Exercise tasks
a) Decide whether each statement below agrees with the mailing-list post on merging CEP-15 to trunk. Answer yes or no for each, and quote the words of the post that decide it. (i) The post holds that the feature branch code meets the same standard of quality and process as trunk. (ii) The post describes the merge as taking place a week before a GA release. (iii) The post states that feature branch changes must clear a bar of three committers before merge.
b) In the mailing-list post on merging CEP-15 to trunk, what does the author call trivially easy to do even after merge?
c) Carry on the mailing-list post on merging CEP-15 to trunk from the point where it stops.

Document excerpt
------------------------------

Re: Merging CEP-15 to trunk

2023-01-27 Thread Josh McKenzie
> I know that many of us review code after it has been merged, and what we have 
> been doing is filing follow up bugs/improvement requests as new work.
I think this is key. The code on the feature branch matches the same bar of 
quality / process that's on trunk, and it's trivially easy to checkout at the 
merge SHA and review the code in an IDE even after merge, raising questions 
with someone if you have concerns. If we were talking about merging this 
feature branch a week before a GA I could see why there'd be concern but we 
have a lot of calendar runway here.

I'd expect modifications post merge to trunk to have the same inertia 
for/against them as modifications on a feature branch that have cleared our 2 
committer bar for merge.

------------------------------

Supplied information
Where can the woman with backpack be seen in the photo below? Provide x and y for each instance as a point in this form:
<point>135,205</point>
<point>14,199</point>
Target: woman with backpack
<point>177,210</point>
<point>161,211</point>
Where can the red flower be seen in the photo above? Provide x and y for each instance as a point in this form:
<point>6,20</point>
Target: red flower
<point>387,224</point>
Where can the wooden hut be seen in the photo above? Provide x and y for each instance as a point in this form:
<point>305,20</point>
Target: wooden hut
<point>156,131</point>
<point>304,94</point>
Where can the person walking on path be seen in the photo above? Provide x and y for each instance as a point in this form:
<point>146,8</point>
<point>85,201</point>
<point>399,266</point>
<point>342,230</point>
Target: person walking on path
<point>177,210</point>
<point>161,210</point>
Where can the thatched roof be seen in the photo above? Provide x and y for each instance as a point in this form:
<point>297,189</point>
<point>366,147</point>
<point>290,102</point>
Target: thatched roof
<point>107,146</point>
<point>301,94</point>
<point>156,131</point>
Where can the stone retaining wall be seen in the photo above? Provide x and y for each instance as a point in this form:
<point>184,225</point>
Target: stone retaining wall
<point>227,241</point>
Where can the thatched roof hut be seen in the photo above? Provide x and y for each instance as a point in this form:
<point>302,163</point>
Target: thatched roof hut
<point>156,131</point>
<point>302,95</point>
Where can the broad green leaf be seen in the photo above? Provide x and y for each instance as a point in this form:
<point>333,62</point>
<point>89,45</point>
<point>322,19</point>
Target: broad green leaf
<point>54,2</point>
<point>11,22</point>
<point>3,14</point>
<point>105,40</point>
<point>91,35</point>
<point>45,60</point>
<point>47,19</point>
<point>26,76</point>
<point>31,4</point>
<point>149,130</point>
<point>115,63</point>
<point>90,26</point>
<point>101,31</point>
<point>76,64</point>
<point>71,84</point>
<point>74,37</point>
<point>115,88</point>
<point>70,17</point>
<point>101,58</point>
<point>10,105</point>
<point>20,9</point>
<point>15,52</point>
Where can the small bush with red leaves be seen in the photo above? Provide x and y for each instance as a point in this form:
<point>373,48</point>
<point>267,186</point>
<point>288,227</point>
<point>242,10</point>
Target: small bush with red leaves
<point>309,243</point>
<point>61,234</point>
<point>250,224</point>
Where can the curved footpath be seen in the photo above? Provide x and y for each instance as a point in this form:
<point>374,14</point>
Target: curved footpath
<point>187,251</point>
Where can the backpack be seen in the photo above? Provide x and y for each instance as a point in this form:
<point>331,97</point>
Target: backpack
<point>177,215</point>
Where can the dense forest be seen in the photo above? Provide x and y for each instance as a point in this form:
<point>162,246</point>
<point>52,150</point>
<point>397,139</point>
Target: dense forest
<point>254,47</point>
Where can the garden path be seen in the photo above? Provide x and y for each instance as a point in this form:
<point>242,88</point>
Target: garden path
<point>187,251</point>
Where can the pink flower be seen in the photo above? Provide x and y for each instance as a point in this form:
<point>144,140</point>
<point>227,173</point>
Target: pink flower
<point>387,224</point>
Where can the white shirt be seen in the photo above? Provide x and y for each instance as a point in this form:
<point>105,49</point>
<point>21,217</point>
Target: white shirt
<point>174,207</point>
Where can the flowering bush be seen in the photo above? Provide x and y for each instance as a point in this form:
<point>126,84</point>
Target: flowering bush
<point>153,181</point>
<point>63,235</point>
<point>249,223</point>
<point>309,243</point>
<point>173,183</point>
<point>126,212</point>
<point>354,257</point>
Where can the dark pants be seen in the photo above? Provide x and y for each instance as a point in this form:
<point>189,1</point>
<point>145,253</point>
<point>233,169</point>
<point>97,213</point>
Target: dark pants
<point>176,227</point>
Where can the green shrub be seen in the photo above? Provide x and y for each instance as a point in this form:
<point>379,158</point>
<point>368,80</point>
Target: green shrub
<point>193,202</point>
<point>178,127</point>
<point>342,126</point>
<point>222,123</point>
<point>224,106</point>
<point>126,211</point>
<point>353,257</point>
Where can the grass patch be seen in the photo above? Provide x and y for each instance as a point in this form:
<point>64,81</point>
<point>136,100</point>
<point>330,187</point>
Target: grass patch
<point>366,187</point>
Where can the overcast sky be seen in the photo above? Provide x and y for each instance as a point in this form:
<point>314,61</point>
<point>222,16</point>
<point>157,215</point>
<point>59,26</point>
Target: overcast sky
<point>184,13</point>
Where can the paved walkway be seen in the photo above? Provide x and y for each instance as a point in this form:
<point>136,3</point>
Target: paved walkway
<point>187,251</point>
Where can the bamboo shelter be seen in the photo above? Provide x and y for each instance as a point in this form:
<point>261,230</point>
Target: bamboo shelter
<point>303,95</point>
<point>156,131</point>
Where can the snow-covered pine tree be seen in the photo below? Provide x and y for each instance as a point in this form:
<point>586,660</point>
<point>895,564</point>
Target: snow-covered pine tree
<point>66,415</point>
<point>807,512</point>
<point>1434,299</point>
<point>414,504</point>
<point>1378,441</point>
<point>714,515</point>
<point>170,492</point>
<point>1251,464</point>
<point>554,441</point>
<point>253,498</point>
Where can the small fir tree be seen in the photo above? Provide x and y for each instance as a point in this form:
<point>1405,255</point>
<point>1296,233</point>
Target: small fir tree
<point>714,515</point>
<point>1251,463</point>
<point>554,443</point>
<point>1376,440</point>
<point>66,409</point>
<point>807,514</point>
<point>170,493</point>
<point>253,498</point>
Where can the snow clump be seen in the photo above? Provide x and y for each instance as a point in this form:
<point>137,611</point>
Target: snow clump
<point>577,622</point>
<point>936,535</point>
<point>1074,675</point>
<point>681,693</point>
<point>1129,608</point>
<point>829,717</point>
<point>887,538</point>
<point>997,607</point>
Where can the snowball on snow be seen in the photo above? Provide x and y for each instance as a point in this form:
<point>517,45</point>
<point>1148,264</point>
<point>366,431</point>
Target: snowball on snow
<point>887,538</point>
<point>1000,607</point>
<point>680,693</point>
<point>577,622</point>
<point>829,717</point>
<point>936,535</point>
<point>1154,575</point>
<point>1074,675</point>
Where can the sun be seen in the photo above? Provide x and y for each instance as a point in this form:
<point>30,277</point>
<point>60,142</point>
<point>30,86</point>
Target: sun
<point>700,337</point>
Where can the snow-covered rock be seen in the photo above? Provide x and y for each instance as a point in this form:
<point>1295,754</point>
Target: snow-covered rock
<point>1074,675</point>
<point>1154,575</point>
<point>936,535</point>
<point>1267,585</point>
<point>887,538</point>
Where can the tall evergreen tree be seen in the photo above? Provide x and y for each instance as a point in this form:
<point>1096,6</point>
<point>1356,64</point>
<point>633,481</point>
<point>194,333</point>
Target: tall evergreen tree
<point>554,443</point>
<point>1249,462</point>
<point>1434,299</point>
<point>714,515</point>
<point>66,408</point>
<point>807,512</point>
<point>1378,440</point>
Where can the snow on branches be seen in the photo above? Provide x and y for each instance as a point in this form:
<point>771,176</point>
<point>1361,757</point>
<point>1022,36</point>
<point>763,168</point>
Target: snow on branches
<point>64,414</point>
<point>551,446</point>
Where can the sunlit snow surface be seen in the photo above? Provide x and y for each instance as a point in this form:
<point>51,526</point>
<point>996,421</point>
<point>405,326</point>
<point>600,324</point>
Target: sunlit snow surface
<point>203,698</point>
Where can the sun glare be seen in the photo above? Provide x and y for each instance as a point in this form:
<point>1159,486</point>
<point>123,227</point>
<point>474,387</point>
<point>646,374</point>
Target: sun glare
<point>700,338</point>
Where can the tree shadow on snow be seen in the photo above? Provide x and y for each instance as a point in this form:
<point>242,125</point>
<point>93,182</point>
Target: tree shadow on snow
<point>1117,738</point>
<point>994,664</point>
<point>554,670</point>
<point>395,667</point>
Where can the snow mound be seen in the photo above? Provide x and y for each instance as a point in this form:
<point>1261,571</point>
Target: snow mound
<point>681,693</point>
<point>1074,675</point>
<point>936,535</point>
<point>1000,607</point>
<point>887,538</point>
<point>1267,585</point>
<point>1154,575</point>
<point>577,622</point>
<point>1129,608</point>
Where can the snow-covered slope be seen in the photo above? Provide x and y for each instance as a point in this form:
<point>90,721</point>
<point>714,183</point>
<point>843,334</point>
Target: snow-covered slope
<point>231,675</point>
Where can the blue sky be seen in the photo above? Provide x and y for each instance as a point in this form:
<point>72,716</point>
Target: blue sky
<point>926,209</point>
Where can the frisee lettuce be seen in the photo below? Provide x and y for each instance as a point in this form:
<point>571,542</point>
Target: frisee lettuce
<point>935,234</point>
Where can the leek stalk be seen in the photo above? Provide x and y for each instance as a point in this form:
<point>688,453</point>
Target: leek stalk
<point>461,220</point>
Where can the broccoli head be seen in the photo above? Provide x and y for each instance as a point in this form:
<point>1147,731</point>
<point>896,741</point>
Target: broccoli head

------------------------------

Answer list
a)
(i) Yes: "The code on the feature branch matches the same bar of quality / process that's on trunk"
(ii) No: "we have a lot of calendar runway here"
(iii) No: "cleared our 2 committer bar for merge"

b) Checking out the code at the merge SHA and reviewing it in an IDE.

c)
>  1. Code must not be committed if a committer has requested reasonable time 
> to conduct a review 
I'm realizing in retrospect this leaves ambiguity around *where* the code is 
committed (i.e. trunk vs. feature branch). On the one hand we could say this 
code has already been reviewed and committed; the feature branch had the same 
bar as trunk. On the other hand you could say the intent of this agreement was 
to allow committers to inspect code *before it goes to trunk*, which would 
present a different set of constraints.

My perspective is that of the former; I consider this code "already committed". 
This work was done on a formal feature branch w/JIRA tickets and feedback / 
review done on the PR's in the open on the feature branch by 2+ committers, so 
folks have had a reasonable time to engage with the process and conduct a 
review. I don't think right on the cusp of a ceremonial / procedural cutover 
from a feature branch to trunk is the right time, nor scope of work, to propose 
a blocking review based on this text.

On Fri, Jan 27, 2023, at 3:10 PM, David Capwell wrote:
>> I've learned that when I have defended the need (or right, if appealing to 
>> the Governance texts...) for contributors to be able to review a feature 
>> branch at the time it is merged to trunk - which for Accord is now - that a 
>> common reaction to this is that doing a review of Accord now might take 
>> months and would stall the Accord project for months if that is allowed.
> 
> The way I have been reading this thread is not that “we don’t want the review 
> as it slows us down” but more “the process is X, why are you asking for Y?”.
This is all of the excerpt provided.